→ Aim
Render the lines between the one holding "Could you point to the wicker" and the one holding "column 1076, row 701", inclusive, as a Markdown table with columns No. and Line, numbering each row and omitting blank lines.

→ Provided material

+++++

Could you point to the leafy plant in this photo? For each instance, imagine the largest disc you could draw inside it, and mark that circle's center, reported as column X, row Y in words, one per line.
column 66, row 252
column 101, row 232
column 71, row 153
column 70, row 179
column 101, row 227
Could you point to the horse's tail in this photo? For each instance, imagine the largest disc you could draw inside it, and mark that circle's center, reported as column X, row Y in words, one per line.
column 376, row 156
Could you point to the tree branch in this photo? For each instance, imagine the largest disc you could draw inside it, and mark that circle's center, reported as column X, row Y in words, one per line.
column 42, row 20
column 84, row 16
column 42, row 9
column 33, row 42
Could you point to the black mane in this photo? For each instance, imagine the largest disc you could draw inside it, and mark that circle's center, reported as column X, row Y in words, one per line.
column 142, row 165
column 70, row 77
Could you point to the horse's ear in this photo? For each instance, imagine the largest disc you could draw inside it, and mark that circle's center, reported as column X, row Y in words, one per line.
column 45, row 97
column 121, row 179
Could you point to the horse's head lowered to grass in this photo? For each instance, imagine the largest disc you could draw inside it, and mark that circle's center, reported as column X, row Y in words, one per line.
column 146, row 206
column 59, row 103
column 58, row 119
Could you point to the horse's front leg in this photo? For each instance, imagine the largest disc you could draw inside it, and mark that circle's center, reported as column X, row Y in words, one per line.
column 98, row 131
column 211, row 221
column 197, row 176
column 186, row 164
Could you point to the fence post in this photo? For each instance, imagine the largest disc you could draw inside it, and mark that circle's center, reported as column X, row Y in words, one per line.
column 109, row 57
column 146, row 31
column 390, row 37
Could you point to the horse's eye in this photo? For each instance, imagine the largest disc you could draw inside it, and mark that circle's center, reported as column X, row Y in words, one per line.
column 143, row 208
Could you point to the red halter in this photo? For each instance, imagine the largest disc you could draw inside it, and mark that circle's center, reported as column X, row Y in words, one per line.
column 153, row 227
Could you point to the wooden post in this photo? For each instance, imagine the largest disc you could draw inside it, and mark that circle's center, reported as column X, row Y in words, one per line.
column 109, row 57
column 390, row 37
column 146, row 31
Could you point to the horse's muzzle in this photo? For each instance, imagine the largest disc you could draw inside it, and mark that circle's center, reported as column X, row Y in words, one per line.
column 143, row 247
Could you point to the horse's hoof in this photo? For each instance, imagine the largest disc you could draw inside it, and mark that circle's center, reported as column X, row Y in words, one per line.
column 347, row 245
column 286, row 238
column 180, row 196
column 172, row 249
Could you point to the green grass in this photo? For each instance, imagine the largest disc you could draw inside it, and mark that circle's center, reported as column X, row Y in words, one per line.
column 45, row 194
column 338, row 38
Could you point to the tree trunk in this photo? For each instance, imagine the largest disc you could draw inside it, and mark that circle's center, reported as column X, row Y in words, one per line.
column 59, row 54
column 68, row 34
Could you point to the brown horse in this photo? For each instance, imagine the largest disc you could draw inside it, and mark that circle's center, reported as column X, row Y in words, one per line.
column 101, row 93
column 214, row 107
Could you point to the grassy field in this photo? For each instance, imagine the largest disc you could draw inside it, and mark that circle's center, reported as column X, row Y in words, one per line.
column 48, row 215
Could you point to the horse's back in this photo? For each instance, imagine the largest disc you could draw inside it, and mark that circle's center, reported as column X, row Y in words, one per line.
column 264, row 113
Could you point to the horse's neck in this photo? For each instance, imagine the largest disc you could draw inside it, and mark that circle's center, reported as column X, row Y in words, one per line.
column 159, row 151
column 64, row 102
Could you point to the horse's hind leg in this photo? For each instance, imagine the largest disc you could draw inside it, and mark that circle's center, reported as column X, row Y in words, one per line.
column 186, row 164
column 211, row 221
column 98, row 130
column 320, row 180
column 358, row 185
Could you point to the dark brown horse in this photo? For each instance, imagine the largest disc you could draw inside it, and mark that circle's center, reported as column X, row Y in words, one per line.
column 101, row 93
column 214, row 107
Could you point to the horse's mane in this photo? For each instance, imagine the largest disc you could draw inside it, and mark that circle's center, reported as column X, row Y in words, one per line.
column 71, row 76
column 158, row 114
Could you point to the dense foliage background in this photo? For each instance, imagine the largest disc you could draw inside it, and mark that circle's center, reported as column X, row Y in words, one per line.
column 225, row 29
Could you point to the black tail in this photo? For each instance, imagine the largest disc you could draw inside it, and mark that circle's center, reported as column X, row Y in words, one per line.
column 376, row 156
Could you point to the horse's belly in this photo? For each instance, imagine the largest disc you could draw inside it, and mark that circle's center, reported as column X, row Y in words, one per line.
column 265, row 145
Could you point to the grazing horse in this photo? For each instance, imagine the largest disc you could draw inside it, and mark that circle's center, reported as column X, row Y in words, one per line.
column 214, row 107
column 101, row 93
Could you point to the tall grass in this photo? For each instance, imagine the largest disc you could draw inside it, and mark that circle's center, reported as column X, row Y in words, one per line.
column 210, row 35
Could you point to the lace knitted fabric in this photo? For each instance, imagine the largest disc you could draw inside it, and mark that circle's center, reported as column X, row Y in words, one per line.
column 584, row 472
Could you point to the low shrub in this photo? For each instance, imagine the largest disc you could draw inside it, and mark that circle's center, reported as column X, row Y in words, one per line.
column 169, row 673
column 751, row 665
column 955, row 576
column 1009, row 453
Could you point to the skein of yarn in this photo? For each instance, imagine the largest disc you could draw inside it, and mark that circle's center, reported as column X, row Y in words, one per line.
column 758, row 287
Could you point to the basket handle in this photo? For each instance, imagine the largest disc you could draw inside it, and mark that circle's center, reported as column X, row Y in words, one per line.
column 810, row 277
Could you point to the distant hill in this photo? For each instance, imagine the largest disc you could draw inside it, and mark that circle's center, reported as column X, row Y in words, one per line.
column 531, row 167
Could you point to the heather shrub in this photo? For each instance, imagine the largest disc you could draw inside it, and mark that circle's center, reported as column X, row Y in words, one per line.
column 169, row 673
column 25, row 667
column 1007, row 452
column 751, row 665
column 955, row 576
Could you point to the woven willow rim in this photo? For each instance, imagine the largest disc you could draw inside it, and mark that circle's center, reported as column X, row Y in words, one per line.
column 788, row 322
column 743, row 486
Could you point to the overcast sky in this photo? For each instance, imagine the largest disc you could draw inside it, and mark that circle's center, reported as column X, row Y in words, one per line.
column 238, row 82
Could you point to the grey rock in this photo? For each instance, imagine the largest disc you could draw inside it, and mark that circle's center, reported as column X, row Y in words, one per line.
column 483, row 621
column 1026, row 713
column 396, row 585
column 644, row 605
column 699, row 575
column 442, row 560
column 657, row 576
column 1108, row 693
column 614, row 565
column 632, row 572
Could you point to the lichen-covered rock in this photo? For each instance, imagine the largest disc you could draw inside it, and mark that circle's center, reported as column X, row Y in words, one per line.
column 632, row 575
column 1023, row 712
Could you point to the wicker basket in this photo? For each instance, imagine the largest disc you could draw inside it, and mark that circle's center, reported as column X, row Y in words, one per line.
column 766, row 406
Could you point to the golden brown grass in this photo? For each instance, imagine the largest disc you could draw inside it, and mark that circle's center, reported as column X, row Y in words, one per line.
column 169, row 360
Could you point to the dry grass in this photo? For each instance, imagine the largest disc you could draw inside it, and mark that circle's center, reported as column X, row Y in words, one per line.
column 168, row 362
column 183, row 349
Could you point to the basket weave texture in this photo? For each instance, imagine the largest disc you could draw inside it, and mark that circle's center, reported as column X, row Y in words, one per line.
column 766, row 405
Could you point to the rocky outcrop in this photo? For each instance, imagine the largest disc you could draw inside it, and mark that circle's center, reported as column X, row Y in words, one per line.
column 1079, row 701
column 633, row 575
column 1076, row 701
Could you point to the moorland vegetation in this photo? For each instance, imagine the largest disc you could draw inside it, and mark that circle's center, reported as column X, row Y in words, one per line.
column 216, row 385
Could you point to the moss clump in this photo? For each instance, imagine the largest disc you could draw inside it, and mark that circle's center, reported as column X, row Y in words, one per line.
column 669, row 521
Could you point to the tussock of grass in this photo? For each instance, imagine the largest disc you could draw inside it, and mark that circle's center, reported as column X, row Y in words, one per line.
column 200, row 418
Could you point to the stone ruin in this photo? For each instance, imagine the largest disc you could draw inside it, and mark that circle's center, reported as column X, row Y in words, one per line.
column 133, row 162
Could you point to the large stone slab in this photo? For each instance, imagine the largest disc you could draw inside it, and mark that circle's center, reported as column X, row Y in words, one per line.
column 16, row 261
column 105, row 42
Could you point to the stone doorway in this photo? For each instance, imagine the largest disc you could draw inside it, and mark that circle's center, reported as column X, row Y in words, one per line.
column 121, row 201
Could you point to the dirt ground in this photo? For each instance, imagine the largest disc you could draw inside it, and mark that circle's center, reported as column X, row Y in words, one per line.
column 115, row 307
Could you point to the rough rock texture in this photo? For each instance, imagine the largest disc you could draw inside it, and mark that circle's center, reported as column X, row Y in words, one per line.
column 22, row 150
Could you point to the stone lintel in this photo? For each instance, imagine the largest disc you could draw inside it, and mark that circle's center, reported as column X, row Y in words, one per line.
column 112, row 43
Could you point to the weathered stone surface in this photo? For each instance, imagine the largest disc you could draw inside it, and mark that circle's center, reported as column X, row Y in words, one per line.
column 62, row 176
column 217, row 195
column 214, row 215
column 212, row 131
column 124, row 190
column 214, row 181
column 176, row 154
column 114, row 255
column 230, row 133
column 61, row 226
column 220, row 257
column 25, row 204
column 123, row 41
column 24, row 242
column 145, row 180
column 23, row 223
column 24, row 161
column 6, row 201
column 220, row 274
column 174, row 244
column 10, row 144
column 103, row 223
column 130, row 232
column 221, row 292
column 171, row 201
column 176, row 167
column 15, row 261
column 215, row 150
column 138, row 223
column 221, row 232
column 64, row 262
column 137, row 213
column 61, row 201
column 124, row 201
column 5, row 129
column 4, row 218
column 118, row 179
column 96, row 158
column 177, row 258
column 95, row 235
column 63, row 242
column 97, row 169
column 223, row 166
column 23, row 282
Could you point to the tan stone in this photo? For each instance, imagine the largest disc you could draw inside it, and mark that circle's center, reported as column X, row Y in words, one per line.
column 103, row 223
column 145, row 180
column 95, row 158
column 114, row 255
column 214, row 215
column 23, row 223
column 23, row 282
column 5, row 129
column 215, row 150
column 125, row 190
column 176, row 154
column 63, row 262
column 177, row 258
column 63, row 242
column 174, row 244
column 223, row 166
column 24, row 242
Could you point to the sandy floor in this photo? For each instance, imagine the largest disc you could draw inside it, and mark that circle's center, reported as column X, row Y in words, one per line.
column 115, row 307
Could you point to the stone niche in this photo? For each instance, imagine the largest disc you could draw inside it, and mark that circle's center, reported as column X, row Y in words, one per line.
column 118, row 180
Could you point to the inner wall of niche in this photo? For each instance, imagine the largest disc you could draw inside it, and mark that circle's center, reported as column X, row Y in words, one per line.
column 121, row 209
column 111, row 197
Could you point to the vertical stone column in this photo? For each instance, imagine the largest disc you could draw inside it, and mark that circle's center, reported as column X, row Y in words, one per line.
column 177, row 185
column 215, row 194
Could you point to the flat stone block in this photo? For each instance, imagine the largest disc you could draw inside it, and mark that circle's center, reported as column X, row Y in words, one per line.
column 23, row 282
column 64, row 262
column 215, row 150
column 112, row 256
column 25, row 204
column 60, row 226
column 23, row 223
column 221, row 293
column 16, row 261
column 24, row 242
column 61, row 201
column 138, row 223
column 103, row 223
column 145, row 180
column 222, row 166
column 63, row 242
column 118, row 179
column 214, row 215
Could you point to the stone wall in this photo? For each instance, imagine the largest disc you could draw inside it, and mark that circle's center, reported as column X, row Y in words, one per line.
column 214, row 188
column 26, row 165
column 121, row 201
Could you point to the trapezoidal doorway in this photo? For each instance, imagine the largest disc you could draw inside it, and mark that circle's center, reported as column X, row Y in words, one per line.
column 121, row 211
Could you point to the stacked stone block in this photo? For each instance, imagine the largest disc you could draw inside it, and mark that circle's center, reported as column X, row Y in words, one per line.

+++++

→ Problem solution
| No. | Line |
|---|---|
| 1 | Could you point to the wicker basket in this photo? For each instance, imagine the largest disc you could draw inside it, and mark that circle's center, reported as column X, row Y in words, one per line. |
| 2 | column 766, row 406 |
| 3 | Could you point to the golden brown grass in this photo? For each instance, imagine the largest disc you could draw inside it, and mark that circle's center, reported as column X, row Y in words, one per line. |
| 4 | column 169, row 360 |
| 5 | Could you point to the dry grass in this photo? For each instance, imagine the largest disc you could draw inside it, and mark that circle's center, reported as column X, row Y in words, one per line. |
| 6 | column 168, row 362 |
| 7 | column 183, row 349 |
| 8 | Could you point to the basket weave texture in this photo? For each instance, imagine the largest disc you could draw inside it, and mark that circle's center, reported as column X, row Y in words, one per line. |
| 9 | column 766, row 405 |
| 10 | Could you point to the rocky outcrop in this photo? For each instance, imagine the largest disc you could draw inside it, and mark that circle's center, reported as column X, row Y in words, one per line. |
| 11 | column 1079, row 701 |
| 12 | column 633, row 575 |
| 13 | column 1076, row 701 |